I am trying to use CONRAD for gene prediction using novel plant genome sequence. As a training set it asks for at least 200 correct genes, but using more of them should give me more accurate predictions.
Here I bump into chicken and egg problem: it is hard to get even 200 reliable genes for a novel plant (NCBI has 500+ protein entries but these are mostly mitochondrial / chloroplast genes). I already have AUGUSTUS predicted genes, some with 100% level of RNA-Seq support, but these are at least few problems with them:
- doe to no training set, AUGUSTUS was run with Arabidopsis gene models
- it is a stretch to call an output of a gene predictor "reliable"
- spliced RNA-Seq mappers and gene predictors cut corners using canonical splice sites
I have ca 30k of ESTs from the plant but from various strains, several lanes of Illumina RNA-Seq also from various strains. Genomic sequence (454 mostly) is at draft stage, with multiple gaps likely swallowing some exons. Few Sanger sequenced BACs.
My idea would be to:
- start with 1000 (2000?) (non-mitochondrial and non-chloroplast) proteins most highly conserved among 5(?) plant species
- filter those against repeat library (transposons etc.),
- map these to genome using exonerate
- map all RNA-Seq and all ESTs to regions identified above
- assembly RNA-Seq and all ESTs identifies in the previous step => cDNAs
- check if cDNAs translations are sane by comparing them to protein sequences from other species
- align reliable cDNAs to genome
- manually check as many genes from this final set as possible.
My questions:
- is it possible to speed up the whole procedure?

# Supplied material
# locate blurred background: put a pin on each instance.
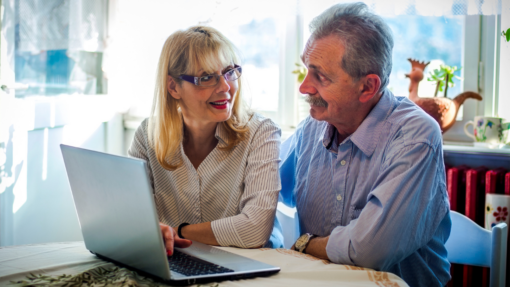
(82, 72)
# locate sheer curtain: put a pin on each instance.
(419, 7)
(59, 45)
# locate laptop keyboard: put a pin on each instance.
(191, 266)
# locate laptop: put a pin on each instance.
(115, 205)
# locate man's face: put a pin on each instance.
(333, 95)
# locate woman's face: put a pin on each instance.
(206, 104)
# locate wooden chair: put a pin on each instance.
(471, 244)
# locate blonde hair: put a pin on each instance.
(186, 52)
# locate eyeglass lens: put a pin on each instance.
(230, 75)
---
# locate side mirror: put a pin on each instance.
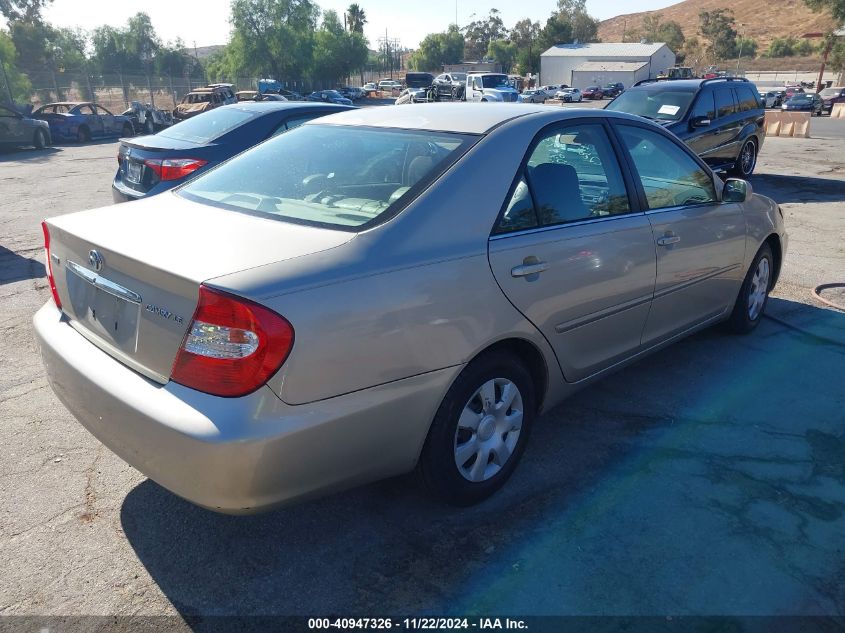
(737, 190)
...
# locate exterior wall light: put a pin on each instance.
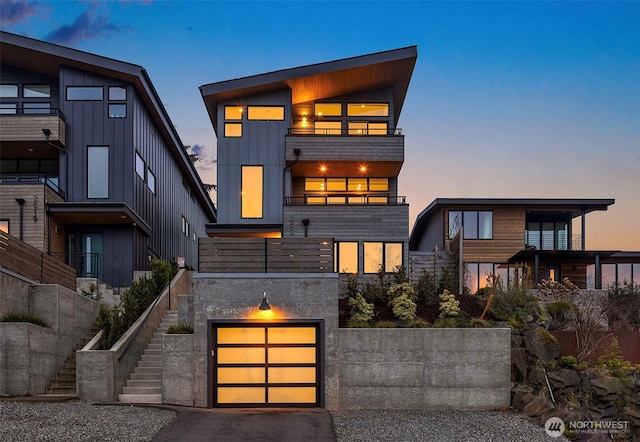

# Work required
Write what comes next in the forum post about building a gene prediction training set for a novel plant genome, starting after its final line. The rows have nothing to do with what is asked here.

# Written response
- going in the opposite direction: how to improve it/make it better?
novel plant genome? how novel are we talking about? the odds are there are some closely related species you can use to map cDNAs with GMAP. also try to use a couple of ab initio prediction softwares and use a combiner to get the consensus.
I think your approach looks very well thought out already. The mapping of transcripts (RNA-seq) is believed to be state-of-the-art in gene-structure predictions. Just remember full-length(?) cDNA was used in Medicago truncatula gene annotation for training. Possible improvement: There are many more euk. gene predition tools on the market (eg. EUGENE), I can post a list if you like.
It is from amaranth family: not that novel/strange. Tblastn of Augustus predictions picks sensible ESTs from multiple species for parts of proteins not recognized by blastp. I am a bit concerned that almost everything what can be spotted by GMAP on nucleotide level will be already detected by exonerate using protein2genome. But I will check GMAP with other species ESTs.